§ INPUT:
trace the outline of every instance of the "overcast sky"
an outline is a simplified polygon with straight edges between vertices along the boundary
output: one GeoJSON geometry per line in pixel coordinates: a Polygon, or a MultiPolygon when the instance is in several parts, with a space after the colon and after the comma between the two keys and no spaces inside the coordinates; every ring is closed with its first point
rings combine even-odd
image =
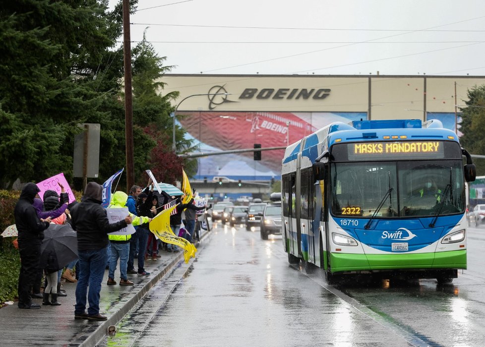
{"type": "Polygon", "coordinates": [[[485,75],[484,0],[140,0],[130,21],[173,73],[485,75]]]}

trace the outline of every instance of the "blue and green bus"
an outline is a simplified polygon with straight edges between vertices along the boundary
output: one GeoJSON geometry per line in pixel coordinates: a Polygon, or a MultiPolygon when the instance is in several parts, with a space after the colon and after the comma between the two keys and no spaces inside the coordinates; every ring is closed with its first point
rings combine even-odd
{"type": "Polygon", "coordinates": [[[475,175],[470,154],[439,120],[330,124],[289,146],[282,161],[288,261],[319,267],[329,281],[370,274],[450,282],[467,268],[465,182],[475,175]]]}

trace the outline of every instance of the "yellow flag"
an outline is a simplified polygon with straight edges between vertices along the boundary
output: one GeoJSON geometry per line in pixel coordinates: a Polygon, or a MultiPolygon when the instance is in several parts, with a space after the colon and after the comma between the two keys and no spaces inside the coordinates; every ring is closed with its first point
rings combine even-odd
{"type": "Polygon", "coordinates": [[[177,206],[176,205],[164,210],[152,220],[148,226],[150,231],[164,242],[175,244],[183,249],[183,259],[185,263],[188,263],[190,258],[195,257],[197,248],[183,237],[174,234],[170,228],[170,214],[177,206]]]}
{"type": "Polygon", "coordinates": [[[188,177],[187,177],[187,174],[185,174],[185,172],[183,171],[183,169],[182,169],[182,191],[185,194],[182,203],[186,204],[192,200],[192,198],[193,197],[192,196],[192,188],[190,187],[190,183],[188,181],[188,177]]]}

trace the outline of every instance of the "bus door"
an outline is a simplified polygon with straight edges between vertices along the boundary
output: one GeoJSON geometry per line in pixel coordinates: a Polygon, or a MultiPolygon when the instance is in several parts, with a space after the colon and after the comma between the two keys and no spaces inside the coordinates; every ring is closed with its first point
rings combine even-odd
{"type": "Polygon", "coordinates": [[[290,237],[292,253],[298,255],[300,247],[298,243],[300,242],[298,235],[297,235],[297,241],[295,241],[295,234],[296,230],[296,175],[294,173],[290,175],[290,181],[288,184],[289,189],[289,202],[288,204],[288,232],[291,235],[290,237]]]}
{"type": "MultiPolygon", "coordinates": [[[[298,154],[299,164],[301,155],[300,153],[298,154]]],[[[293,213],[292,217],[294,223],[293,227],[294,228],[294,230],[297,232],[297,246],[298,246],[298,256],[303,258],[303,253],[302,252],[302,225],[300,223],[301,221],[300,218],[300,209],[301,208],[301,194],[302,189],[300,187],[301,179],[300,177],[301,171],[299,168],[300,165],[298,165],[298,168],[297,169],[297,173],[295,177],[295,185],[294,191],[292,190],[292,191],[293,196],[294,197],[294,202],[292,203],[293,211],[292,213],[293,213]]],[[[292,189],[294,189],[293,188],[292,189]]]]}

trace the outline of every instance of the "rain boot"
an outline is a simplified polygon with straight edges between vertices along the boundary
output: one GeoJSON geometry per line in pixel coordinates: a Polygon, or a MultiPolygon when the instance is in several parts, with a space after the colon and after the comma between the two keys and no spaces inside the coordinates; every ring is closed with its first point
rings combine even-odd
{"type": "MultiPolygon", "coordinates": [[[[53,294],[52,295],[54,295],[54,294],[53,294]]],[[[54,297],[53,297],[53,299],[54,299],[54,297]]],[[[49,293],[44,293],[44,301],[42,301],[42,304],[43,305],[52,305],[52,303],[51,302],[51,301],[50,301],[49,300],[49,293]]]]}
{"type": "Polygon", "coordinates": [[[61,290],[61,282],[57,284],[57,294],[59,296],[67,296],[67,294],[61,290]]]}
{"type": "Polygon", "coordinates": [[[52,294],[52,303],[53,306],[61,306],[61,303],[57,301],[57,293],[52,294]]]}

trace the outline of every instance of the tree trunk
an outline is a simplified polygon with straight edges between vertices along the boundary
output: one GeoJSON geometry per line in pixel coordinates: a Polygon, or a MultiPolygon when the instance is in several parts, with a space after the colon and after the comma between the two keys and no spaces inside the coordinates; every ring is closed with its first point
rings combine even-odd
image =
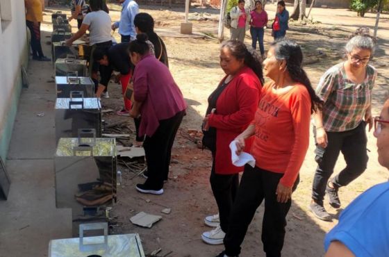
{"type": "Polygon", "coordinates": [[[293,11],[290,15],[290,19],[293,20],[298,20],[300,16],[300,8],[299,8],[299,0],[295,0],[295,3],[293,4],[293,11]]]}
{"type": "Polygon", "coordinates": [[[222,6],[220,8],[220,16],[219,17],[219,28],[217,29],[217,39],[219,42],[223,42],[224,39],[224,24],[223,23],[223,19],[224,19],[224,15],[226,13],[226,9],[227,7],[227,0],[222,0],[222,6]]]}
{"type": "Polygon", "coordinates": [[[306,0],[300,0],[300,6],[299,6],[299,9],[300,9],[300,13],[299,13],[299,17],[301,19],[301,21],[304,19],[304,18],[306,17],[305,15],[305,10],[306,9],[306,0]]]}
{"type": "Polygon", "coordinates": [[[376,33],[378,31],[378,23],[379,22],[379,15],[381,14],[381,11],[382,10],[382,0],[379,0],[378,2],[378,9],[377,9],[377,15],[376,17],[376,24],[374,26],[374,38],[376,38],[376,33]]]}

§ AIM: Set out the data as a numbered list, starting with the line that contains "trace the outline of every instance of the tree" and going on through the end of the data. Leave out blank lines and the pictures.

§ OUTPUT FOR THIS TASK:
1. trace the outline of every instance of the tree trunk
2. an outline is a simplified polygon with straight edges between vertices along the boundary
3. output: one GeoJSON geometry per line in pixel coordinates: a Polygon, or a MultiPolygon when the instance is in several parts, with a space after the colon and after the comma between the two keys and no spaces inside the coordinates; every ring is closed with its first point
4. rings combine even-odd
5. image =
6. {"type": "Polygon", "coordinates": [[[293,11],[290,15],[290,19],[293,20],[298,20],[300,16],[300,8],[299,8],[299,0],[295,0],[295,3],[293,4],[293,11]]]}
7. {"type": "Polygon", "coordinates": [[[222,6],[220,8],[220,16],[219,17],[219,28],[217,29],[217,39],[219,42],[223,42],[224,39],[224,24],[223,23],[223,19],[224,19],[224,15],[226,13],[226,9],[227,7],[227,0],[222,0],[222,6]]]}
8. {"type": "Polygon", "coordinates": [[[306,0],[300,0],[300,6],[299,6],[299,9],[300,9],[300,13],[299,13],[299,17],[301,19],[301,21],[304,19],[304,18],[306,17],[305,15],[305,10],[306,9],[306,0]]]}
9. {"type": "Polygon", "coordinates": [[[376,33],[378,31],[378,23],[379,22],[379,15],[381,14],[381,11],[382,10],[382,0],[379,0],[378,2],[378,9],[377,9],[377,15],[376,17],[376,24],[374,26],[374,38],[376,38],[376,33]]]}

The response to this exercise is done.